▶ TASK GOAL: In the listing below, print exactly the lines between the line holding "column 307, row 323" and the line holding "Where can the paper", inclusive, and no more.

▶ RECORDS SHOWN:

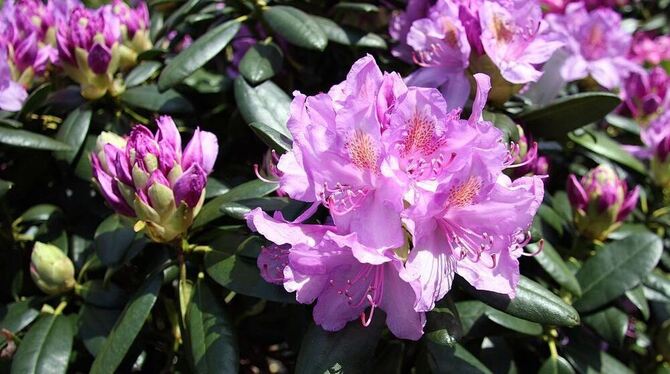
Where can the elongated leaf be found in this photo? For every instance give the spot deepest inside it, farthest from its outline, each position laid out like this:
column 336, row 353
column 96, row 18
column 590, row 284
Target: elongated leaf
column 241, row 274
column 128, row 326
column 557, row 119
column 16, row 316
column 347, row 36
column 556, row 365
column 142, row 72
column 266, row 104
column 346, row 351
column 600, row 143
column 150, row 98
column 249, row 190
column 197, row 54
column 532, row 302
column 296, row 26
column 211, row 334
column 46, row 347
column 27, row 139
column 616, row 268
column 273, row 138
column 610, row 323
column 553, row 264
column 261, row 62
column 73, row 132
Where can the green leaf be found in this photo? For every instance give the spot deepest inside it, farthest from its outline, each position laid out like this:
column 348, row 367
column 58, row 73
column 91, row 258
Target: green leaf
column 31, row 140
column 197, row 54
column 345, row 351
column 249, row 190
column 46, row 346
column 610, row 323
column 556, row 365
column 148, row 97
column 553, row 264
column 273, row 138
column 142, row 72
column 127, row 327
column 211, row 334
column 347, row 36
column 600, row 143
column 514, row 323
column 266, row 104
column 533, row 302
column 16, row 316
column 295, row 26
column 261, row 62
column 73, row 132
column 566, row 114
column 96, row 293
column 94, row 326
column 636, row 296
column 616, row 268
column 241, row 274
column 455, row 359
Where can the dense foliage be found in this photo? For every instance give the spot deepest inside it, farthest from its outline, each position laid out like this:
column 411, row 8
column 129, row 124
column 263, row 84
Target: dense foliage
column 334, row 186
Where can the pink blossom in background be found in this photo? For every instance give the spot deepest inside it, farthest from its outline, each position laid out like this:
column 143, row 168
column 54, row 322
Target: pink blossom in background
column 594, row 41
column 416, row 194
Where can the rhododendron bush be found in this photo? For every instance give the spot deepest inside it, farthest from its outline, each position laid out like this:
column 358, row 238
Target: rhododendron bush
column 424, row 186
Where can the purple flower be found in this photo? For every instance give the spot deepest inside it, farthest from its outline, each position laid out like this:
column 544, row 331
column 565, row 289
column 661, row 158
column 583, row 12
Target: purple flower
column 319, row 263
column 12, row 94
column 147, row 176
column 595, row 42
column 646, row 94
column 600, row 201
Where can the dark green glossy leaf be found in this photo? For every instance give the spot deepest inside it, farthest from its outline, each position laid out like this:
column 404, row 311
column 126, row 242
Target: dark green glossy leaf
column 347, row 36
column 73, row 132
column 149, row 98
column 266, row 104
column 600, row 143
column 241, row 274
column 197, row 54
column 127, row 327
column 455, row 359
column 636, row 296
column 16, row 316
column 616, row 268
column 249, row 190
column 295, row 26
column 533, row 302
column 261, row 62
column 553, row 264
column 96, row 293
column 610, row 323
column 211, row 334
column 142, row 72
column 31, row 140
column 272, row 137
column 46, row 346
column 557, row 119
column 556, row 365
column 94, row 326
column 514, row 323
column 345, row 351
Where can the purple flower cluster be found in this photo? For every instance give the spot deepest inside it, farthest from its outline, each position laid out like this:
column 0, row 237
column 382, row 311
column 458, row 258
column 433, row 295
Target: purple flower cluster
column 415, row 195
column 148, row 177
column 452, row 38
column 600, row 201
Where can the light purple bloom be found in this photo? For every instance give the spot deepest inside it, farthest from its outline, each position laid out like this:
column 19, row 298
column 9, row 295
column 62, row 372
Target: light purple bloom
column 595, row 42
column 319, row 264
column 148, row 177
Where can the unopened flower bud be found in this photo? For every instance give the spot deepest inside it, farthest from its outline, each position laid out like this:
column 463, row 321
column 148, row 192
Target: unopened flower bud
column 51, row 269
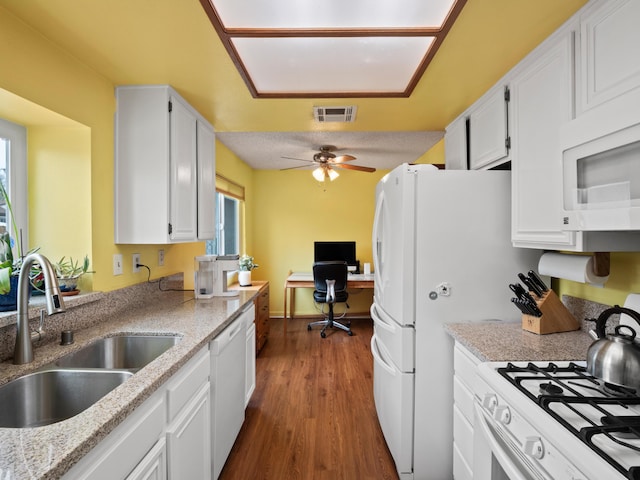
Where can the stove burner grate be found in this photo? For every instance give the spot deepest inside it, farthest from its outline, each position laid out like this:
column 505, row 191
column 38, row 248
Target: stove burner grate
column 556, row 380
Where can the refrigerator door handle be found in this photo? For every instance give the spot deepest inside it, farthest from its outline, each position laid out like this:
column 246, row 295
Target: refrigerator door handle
column 377, row 357
column 379, row 320
column 377, row 241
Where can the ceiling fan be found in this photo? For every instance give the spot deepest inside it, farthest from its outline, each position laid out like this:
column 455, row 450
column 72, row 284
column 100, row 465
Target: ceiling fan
column 326, row 161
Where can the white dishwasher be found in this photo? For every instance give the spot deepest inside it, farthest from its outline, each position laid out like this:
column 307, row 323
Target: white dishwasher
column 228, row 372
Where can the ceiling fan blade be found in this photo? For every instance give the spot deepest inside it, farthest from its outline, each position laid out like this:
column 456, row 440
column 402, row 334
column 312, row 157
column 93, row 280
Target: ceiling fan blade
column 298, row 159
column 342, row 158
column 355, row 167
column 297, row 166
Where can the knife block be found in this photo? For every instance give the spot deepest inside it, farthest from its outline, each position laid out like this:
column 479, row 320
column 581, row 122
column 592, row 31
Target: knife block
column 555, row 317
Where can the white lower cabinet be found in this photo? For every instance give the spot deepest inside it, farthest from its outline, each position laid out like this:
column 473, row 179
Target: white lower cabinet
column 465, row 369
column 250, row 367
column 154, row 465
column 189, row 440
column 167, row 437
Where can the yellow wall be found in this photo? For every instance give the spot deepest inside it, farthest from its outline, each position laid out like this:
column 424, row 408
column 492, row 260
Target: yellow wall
column 63, row 154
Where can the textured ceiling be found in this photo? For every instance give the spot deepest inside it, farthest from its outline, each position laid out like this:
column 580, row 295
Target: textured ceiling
column 380, row 150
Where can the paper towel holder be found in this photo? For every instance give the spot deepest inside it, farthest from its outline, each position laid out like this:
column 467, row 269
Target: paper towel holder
column 602, row 264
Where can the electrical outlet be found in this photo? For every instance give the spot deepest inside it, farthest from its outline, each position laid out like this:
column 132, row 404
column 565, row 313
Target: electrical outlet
column 117, row 264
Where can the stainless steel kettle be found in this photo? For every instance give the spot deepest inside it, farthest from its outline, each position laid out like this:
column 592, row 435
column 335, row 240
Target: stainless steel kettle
column 615, row 358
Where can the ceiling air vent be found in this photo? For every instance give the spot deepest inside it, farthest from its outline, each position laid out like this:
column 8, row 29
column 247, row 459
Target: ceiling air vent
column 334, row 114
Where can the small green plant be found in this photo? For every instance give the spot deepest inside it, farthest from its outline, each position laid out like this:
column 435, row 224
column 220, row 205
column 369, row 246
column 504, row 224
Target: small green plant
column 246, row 263
column 70, row 268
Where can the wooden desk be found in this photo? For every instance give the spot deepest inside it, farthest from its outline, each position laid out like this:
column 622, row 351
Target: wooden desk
column 305, row 280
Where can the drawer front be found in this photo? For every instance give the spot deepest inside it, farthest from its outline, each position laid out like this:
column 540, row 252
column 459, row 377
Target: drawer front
column 119, row 453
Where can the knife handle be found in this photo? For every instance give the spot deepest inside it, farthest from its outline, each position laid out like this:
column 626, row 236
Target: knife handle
column 530, row 285
column 538, row 281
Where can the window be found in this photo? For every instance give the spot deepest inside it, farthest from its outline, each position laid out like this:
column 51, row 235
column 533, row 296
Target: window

▶ ANSWER BELOW:
column 307, row 323
Target: white dishwasher
column 228, row 372
Where can the ceiling fan blade be found in this photo? For every instance give the spot deepest inside it, farthest from its outline, each position laid out like this:
column 456, row 440
column 402, row 334
column 312, row 157
column 93, row 280
Target: ceiling fan blade
column 298, row 159
column 342, row 158
column 355, row 167
column 297, row 166
Where can the knife block be found in this photo? For every instance give the spot deepest inside it, farthest from its outline, each position laid out like this:
column 479, row 320
column 581, row 122
column 592, row 31
Target: knife block
column 555, row 317
Where can the white lower cabinet be found in this photo? For every instance give the spot deepest inside it, farthest from its outline, each position laid out like this:
column 473, row 179
Target: white lower cabinet
column 465, row 369
column 250, row 367
column 154, row 465
column 189, row 440
column 167, row 437
Where can the yellow wall be found in this photo? For every instance give the spot deepest inside it, farthest from its outline, each position laid out like this:
column 424, row 408
column 492, row 260
Target: yellow wall
column 63, row 154
Where can the textured ceiling be found in this photo? For every instance give the spot deepest inside it, farthest from its outline, each position laid out like this:
column 580, row 295
Target: textured ceiling
column 380, row 150
Where can the paper towel holder be found in this photo? For every instance give the spot deepest inside it, farthest from its outline, each position laid out like this:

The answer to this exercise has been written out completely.